● Instruction
Which lines in the listing below contain the word "trunk"? Copy each of those lines in full.
BEGIN Supplied data
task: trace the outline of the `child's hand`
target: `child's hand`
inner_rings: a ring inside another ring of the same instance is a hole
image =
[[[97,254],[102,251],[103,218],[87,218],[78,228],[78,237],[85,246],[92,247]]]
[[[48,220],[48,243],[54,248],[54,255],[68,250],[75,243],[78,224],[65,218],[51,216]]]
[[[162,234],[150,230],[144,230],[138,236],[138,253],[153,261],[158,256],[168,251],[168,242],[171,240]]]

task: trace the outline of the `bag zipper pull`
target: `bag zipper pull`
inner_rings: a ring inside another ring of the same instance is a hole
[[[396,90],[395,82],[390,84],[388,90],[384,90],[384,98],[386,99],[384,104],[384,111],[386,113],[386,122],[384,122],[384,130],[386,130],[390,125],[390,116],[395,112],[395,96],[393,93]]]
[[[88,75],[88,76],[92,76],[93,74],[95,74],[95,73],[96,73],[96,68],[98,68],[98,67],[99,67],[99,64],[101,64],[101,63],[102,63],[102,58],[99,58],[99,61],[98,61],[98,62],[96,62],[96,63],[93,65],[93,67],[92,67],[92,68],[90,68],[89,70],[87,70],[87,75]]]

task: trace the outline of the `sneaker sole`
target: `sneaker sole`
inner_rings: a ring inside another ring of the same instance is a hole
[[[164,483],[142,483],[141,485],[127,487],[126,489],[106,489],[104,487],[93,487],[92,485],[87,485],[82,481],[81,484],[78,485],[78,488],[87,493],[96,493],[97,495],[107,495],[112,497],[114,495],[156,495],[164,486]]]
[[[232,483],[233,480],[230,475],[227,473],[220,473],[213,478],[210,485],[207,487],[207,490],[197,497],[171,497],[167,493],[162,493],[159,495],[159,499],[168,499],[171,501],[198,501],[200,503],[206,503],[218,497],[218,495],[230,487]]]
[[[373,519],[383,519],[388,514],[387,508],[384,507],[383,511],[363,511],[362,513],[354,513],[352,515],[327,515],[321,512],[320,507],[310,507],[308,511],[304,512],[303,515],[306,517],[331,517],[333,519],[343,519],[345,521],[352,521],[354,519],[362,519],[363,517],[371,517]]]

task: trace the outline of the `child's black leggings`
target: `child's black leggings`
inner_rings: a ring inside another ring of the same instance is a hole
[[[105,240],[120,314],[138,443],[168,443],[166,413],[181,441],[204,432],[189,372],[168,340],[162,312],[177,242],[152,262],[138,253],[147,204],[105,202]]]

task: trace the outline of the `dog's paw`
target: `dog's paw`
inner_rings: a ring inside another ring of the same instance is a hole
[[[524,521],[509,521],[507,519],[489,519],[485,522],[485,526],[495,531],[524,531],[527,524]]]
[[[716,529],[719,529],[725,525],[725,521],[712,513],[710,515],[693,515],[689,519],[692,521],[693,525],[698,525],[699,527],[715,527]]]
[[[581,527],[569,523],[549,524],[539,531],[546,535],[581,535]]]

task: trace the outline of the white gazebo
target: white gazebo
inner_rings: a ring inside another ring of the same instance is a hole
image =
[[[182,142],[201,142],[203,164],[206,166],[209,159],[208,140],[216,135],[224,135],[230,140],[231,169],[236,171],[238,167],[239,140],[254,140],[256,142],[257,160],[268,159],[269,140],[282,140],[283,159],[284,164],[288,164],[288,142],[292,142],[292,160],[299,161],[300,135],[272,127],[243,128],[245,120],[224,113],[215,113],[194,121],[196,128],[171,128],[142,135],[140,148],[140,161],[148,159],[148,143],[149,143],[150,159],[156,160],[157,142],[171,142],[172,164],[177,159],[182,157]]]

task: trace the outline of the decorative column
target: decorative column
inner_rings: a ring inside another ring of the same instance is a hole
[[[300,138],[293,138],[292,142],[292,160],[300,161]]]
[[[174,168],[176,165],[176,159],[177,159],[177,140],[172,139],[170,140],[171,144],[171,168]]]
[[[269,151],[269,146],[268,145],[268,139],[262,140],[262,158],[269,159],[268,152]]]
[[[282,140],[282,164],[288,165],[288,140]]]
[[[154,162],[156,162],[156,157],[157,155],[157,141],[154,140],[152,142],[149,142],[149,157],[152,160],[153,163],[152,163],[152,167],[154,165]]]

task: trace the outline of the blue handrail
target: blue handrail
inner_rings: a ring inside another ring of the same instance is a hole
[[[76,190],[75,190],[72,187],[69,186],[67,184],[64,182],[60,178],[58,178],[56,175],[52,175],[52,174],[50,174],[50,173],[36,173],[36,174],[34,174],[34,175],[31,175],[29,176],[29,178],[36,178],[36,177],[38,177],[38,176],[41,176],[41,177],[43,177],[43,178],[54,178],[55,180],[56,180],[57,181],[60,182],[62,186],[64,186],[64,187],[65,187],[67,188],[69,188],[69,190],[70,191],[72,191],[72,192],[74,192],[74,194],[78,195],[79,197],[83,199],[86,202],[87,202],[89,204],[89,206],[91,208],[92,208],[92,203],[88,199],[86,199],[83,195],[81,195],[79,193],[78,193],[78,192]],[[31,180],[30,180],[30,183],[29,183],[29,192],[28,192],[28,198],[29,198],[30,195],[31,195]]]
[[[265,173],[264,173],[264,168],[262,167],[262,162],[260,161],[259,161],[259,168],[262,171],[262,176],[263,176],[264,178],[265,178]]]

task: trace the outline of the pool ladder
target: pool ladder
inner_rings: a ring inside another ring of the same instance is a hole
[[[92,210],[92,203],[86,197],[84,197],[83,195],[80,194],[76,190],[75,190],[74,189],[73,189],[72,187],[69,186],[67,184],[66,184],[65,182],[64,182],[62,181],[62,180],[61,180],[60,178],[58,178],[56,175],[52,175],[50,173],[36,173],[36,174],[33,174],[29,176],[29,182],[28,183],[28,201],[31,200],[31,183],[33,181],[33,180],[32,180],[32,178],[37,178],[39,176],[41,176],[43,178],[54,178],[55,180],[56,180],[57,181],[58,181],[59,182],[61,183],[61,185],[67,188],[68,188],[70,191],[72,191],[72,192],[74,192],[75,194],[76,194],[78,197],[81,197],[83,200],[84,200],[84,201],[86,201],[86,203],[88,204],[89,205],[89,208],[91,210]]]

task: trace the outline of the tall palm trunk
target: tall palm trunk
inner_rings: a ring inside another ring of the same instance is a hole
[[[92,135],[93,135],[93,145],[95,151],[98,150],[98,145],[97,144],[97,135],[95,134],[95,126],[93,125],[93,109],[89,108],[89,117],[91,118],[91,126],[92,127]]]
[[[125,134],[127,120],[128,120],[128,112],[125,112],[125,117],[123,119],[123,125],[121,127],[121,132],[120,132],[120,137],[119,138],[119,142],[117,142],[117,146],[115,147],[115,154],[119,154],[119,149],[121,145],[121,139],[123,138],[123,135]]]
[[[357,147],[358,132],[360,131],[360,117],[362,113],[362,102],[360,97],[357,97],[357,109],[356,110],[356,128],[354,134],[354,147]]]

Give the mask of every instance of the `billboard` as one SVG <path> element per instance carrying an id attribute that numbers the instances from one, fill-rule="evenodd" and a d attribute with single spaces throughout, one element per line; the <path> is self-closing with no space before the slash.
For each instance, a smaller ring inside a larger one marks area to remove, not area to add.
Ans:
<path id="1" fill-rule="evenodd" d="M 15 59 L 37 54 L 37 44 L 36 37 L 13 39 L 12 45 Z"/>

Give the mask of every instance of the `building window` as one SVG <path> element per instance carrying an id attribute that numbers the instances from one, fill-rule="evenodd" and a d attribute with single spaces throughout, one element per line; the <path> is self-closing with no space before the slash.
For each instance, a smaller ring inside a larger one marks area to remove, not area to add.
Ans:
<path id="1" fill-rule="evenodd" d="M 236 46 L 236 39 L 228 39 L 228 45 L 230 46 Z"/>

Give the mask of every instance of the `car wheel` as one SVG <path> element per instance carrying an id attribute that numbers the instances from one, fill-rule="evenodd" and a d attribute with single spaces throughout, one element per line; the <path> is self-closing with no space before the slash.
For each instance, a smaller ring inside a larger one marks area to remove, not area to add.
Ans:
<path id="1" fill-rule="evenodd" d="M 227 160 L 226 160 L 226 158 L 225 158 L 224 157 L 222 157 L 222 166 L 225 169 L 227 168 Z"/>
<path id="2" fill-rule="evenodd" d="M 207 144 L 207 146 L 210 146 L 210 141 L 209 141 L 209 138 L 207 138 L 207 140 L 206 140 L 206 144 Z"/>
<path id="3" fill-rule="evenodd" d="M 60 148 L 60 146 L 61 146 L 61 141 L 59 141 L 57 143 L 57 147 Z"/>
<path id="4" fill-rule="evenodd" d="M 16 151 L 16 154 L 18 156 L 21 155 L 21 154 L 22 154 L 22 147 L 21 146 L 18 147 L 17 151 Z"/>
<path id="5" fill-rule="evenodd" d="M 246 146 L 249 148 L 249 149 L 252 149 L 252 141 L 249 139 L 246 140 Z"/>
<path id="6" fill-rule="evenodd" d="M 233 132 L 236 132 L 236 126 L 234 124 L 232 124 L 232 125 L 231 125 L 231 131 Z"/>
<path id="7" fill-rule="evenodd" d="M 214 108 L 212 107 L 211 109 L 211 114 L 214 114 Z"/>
END Supplied data
● Answer to the problem
task: trace the outline of the tall palm trunk
target: tall palm trunk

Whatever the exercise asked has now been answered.